WORK TO BE COMPLETED - Copy the entries below word for word, starting at the line containing "door, that would be wonderful." and continuing through the last line of the entries.

Data lines -
- - - -
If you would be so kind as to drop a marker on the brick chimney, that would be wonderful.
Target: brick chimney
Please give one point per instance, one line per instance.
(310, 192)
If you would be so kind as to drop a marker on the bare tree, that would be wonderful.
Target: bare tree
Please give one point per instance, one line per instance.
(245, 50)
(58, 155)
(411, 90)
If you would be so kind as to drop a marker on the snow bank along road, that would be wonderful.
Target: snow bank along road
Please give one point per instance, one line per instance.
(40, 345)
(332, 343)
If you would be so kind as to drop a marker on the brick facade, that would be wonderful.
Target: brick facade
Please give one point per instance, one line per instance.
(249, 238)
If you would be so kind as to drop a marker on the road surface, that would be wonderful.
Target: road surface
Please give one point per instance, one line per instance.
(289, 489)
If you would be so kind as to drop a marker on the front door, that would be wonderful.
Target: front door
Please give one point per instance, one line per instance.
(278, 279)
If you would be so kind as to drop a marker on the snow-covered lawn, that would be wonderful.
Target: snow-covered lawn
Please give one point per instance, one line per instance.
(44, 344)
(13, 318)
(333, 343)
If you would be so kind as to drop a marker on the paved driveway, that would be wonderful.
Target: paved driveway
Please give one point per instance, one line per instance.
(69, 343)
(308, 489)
- - - -
RESULT FOR THIS EXERCISE -
If you would be so kind as to drop a marker on the front door, that would be wonderful.
Target: front door
Please give one point per instance, one line per instance.
(278, 279)
If you would be so kind as to drop a marker on the snow-covered lawn, that would be wonderful.
Target: snow-covered lawn
Please give one point per instance, one line per instance.
(44, 344)
(13, 318)
(333, 343)
If you would be so kind as to drop a marker on the paved driveway, that would be wonderful.
Target: paved driveway
Please give one point per instance, one line per instance.
(69, 343)
(308, 489)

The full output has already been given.